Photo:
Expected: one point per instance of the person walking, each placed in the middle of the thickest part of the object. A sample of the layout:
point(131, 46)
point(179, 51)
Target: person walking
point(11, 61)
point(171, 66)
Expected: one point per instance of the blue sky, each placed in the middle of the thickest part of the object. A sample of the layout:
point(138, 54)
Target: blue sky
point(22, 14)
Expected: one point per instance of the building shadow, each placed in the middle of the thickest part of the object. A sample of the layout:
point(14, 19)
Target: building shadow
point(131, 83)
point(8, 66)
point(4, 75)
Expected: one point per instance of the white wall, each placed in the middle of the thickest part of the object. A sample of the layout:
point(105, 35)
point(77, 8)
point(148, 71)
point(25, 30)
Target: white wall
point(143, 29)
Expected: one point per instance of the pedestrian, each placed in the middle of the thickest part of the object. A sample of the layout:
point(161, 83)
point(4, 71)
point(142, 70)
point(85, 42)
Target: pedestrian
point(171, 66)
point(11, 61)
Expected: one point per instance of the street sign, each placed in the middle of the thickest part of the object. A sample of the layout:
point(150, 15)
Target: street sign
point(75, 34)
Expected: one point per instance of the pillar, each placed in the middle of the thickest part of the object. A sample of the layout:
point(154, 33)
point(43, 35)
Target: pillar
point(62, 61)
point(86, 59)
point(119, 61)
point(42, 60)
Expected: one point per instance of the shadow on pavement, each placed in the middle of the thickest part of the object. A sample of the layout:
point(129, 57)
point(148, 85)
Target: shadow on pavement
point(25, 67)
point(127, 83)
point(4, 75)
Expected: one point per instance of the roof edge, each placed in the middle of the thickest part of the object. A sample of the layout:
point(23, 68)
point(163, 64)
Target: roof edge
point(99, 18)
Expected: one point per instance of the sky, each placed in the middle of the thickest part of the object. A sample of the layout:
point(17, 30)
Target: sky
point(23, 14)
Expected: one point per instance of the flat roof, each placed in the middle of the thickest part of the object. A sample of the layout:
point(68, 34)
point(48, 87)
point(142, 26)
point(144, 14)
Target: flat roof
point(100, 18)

# # #

# GIVEN TASK
Rewrite everything in the entries from the line containing "Expected: one point per instance of the building" down to the line containing "point(143, 29)", including the labeling requests, but shift each answer point coordinate by adding 122 to it.

# FULL ANSWER
Expected: one point per instance of the building shadow, each placed in the middle of the thickest part of the object. A sample of the layout:
point(14, 19)
Target: building shadow
point(253, 205)
point(130, 188)
point(126, 197)
Expected: one point per instance of the white wall, each placed in the middle of the thickest part of the object. A sample of the layout:
point(105, 35)
point(77, 8)
point(148, 71)
point(25, 30)
Target: white wall
point(265, 151)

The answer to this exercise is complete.